● Goal of the exercise:
Write down, unchanged, the entries from the first line through the line holding "Target: gradient sunset sky". Include no other line.

● Source data:
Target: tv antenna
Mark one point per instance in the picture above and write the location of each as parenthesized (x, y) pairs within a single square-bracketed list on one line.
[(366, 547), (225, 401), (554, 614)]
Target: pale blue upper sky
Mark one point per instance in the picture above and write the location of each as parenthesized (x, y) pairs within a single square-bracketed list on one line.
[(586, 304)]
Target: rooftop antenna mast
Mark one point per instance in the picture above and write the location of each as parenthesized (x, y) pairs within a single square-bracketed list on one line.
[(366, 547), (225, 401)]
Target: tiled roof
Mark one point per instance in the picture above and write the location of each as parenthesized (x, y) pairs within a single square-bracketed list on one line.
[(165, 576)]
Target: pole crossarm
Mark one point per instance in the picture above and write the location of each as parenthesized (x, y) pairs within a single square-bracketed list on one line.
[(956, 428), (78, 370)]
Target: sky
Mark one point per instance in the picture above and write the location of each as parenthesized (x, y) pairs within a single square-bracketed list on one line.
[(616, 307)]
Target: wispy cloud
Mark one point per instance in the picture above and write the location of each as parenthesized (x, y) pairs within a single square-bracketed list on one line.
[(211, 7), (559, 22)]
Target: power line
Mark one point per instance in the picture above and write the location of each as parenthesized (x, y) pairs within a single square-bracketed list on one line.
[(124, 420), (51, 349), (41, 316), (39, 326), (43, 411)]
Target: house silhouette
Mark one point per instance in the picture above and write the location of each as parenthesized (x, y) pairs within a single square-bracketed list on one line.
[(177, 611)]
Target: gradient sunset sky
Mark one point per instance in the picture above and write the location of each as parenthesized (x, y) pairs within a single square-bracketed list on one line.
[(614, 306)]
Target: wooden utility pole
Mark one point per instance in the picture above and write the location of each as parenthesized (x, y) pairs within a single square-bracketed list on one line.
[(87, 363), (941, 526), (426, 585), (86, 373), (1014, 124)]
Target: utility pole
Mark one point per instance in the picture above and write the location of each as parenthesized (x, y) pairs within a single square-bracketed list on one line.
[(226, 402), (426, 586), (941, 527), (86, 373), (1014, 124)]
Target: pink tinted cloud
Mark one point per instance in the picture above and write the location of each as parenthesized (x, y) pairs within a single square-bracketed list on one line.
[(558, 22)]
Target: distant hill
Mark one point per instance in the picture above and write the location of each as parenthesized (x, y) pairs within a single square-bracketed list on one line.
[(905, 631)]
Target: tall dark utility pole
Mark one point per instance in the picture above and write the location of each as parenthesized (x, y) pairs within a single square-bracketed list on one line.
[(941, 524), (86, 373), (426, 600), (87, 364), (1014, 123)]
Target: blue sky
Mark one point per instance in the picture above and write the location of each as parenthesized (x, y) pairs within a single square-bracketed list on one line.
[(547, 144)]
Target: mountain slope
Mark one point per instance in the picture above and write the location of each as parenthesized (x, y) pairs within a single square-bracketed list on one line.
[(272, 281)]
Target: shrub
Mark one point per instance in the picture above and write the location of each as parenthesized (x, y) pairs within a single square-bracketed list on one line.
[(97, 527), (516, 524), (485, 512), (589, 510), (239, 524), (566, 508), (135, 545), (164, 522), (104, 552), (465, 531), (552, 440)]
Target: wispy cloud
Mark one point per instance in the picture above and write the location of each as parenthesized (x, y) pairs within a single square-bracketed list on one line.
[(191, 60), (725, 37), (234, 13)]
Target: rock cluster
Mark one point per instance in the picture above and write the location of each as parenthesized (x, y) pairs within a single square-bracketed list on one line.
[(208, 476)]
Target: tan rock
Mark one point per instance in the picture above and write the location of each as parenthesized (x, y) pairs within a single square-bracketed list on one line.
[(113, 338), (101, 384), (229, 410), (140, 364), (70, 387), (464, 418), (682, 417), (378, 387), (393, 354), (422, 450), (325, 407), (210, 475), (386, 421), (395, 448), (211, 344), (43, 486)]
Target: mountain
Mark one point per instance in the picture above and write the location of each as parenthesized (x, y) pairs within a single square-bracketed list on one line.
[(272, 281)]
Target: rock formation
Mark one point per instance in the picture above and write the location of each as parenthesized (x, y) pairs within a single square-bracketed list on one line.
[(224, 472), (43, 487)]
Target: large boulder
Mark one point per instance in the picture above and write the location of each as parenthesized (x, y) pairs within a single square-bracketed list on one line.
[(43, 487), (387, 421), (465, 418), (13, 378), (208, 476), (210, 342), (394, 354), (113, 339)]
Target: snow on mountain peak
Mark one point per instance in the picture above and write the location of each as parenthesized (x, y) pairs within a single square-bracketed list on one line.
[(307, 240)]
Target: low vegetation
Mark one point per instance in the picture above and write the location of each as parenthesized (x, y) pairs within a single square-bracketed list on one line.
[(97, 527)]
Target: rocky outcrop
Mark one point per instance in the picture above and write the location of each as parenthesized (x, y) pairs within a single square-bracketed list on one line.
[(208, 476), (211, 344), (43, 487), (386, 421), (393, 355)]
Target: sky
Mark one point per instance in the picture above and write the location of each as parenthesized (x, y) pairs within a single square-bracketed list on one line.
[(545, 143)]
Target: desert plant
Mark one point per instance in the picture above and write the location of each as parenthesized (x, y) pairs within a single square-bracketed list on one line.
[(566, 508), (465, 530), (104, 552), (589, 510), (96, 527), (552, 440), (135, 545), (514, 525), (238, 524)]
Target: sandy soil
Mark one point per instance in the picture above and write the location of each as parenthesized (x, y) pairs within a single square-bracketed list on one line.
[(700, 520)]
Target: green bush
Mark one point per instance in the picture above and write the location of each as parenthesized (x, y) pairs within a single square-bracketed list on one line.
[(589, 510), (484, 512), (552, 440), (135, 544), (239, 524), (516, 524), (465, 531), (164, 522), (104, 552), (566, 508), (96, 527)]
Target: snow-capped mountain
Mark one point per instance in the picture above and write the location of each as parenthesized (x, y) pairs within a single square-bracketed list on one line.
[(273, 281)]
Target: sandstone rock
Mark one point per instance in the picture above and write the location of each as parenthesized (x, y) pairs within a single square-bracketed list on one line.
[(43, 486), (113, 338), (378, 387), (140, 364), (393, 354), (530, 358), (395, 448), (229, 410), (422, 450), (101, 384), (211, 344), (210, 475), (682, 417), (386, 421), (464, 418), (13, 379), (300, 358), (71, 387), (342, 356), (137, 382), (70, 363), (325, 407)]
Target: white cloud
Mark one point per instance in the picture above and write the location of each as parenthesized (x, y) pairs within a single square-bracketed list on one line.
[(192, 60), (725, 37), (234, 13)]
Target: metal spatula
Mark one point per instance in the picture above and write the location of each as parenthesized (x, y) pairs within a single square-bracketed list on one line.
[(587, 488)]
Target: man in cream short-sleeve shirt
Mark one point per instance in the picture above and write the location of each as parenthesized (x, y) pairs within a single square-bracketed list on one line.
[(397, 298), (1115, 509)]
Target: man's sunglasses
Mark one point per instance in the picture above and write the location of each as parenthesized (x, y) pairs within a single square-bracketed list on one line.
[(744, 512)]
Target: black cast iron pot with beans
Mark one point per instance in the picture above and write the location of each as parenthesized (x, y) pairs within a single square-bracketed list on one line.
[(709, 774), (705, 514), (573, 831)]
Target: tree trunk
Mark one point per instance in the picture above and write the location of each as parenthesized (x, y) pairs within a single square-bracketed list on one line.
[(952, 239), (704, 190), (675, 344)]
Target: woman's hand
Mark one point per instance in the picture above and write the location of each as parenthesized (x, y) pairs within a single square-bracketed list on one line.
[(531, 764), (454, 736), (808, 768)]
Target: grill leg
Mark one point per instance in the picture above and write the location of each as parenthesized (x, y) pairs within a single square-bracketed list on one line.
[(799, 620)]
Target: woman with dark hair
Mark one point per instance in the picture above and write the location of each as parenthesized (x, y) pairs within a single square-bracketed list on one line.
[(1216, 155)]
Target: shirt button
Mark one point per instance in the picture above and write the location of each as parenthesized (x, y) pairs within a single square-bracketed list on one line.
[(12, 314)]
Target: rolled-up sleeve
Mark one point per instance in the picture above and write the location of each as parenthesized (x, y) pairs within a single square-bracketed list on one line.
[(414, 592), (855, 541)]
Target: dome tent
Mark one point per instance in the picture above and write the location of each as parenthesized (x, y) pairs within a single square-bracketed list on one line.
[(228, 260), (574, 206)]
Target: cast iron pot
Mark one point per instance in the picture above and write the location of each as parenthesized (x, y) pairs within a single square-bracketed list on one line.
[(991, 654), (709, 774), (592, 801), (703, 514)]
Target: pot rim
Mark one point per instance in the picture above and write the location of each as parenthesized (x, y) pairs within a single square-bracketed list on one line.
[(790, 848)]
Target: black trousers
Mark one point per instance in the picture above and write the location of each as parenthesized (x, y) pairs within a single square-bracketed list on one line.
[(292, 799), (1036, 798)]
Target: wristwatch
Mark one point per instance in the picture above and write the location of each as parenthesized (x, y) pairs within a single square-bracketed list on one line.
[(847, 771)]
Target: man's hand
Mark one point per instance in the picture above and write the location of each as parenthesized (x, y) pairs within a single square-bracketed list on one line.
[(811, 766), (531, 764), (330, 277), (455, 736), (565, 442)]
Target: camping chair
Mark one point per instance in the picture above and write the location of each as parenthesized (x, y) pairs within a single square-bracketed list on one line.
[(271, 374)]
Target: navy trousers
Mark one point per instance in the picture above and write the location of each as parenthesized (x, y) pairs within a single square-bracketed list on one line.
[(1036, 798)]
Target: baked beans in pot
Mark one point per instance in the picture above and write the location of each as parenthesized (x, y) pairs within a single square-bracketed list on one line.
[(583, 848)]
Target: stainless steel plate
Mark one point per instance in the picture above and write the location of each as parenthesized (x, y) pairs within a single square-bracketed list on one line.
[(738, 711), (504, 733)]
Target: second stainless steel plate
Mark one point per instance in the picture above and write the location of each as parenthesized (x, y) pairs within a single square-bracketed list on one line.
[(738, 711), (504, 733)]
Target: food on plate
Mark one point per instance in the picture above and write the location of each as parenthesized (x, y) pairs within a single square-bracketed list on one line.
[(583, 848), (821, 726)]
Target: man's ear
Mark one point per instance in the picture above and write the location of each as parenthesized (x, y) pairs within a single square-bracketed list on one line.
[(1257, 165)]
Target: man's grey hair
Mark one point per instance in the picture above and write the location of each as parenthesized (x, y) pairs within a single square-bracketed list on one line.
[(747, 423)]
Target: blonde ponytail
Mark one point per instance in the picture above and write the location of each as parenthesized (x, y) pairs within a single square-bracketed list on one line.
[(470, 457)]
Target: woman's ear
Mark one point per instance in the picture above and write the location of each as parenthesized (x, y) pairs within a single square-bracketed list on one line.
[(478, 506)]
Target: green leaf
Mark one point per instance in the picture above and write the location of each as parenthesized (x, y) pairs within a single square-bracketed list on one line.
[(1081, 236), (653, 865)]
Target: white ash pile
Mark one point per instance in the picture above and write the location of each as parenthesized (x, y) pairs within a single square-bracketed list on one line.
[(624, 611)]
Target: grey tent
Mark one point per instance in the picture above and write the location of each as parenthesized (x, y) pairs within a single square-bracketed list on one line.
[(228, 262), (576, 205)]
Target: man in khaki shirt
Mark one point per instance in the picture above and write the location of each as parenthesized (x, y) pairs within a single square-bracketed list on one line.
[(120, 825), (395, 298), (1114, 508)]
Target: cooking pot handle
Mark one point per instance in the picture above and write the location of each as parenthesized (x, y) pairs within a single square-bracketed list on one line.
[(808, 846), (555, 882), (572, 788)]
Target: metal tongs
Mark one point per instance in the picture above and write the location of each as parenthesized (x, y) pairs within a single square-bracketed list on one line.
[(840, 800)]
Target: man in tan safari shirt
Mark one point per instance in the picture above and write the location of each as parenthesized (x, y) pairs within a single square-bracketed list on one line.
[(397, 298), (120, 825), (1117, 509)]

● Answer to this exercise:
Target: tv antenna
Mark one point per instance in the picture above and write the location of each as parenthesized (x, y) pairs within a single square-bracketed list on one line.
[(366, 547), (225, 401), (554, 614)]
Target: pale blue upper sky
Mark one point per instance in the picture above and write the location of each as parenthesized (x, y) pairs within a single square-bracketed list on one line.
[(586, 304)]
Target: rooftop antenna mast
Mark one point per instance in the picture above and write the location of each as parenthesized (x, y) pairs within a single square-bracketed list on one line.
[(366, 547), (225, 401)]
Target: tiled roof
Mark one point per instance in the picture above and write the location of each as parenthesized (x, y) pairs within a single square-bracketed list on one line.
[(165, 576)]
Target: pole crossarm
Mark one point per instance in the picture above and write the location of each as parenthesized (x, y) pairs within a single square-bracketed list on one line.
[(956, 428), (78, 370)]
Target: sky
Mark one point per instance in the picture above and write the location of each as parenthesized (x, y) pairs within a single square-bracketed list on one line.
[(616, 307)]
Target: wispy cloud
Mark one point per instance in the picture above and write the location of each as parenthesized (x, y) pairs within a single square-bracketed list on one line.
[(211, 7), (559, 22)]
Target: power line
Mark one point per instance in the picture above and write the location of each as parenthesized (x, y) pairs within a single square-bracketed list on one line.
[(124, 420), (51, 349), (41, 316), (39, 326), (43, 411)]
Target: house silhouette
Mark one point per instance in the picture above and write the location of each as parenthesized (x, y) pairs within a single square-bracketed list on one line.
[(177, 611)]
Target: gradient sunset sky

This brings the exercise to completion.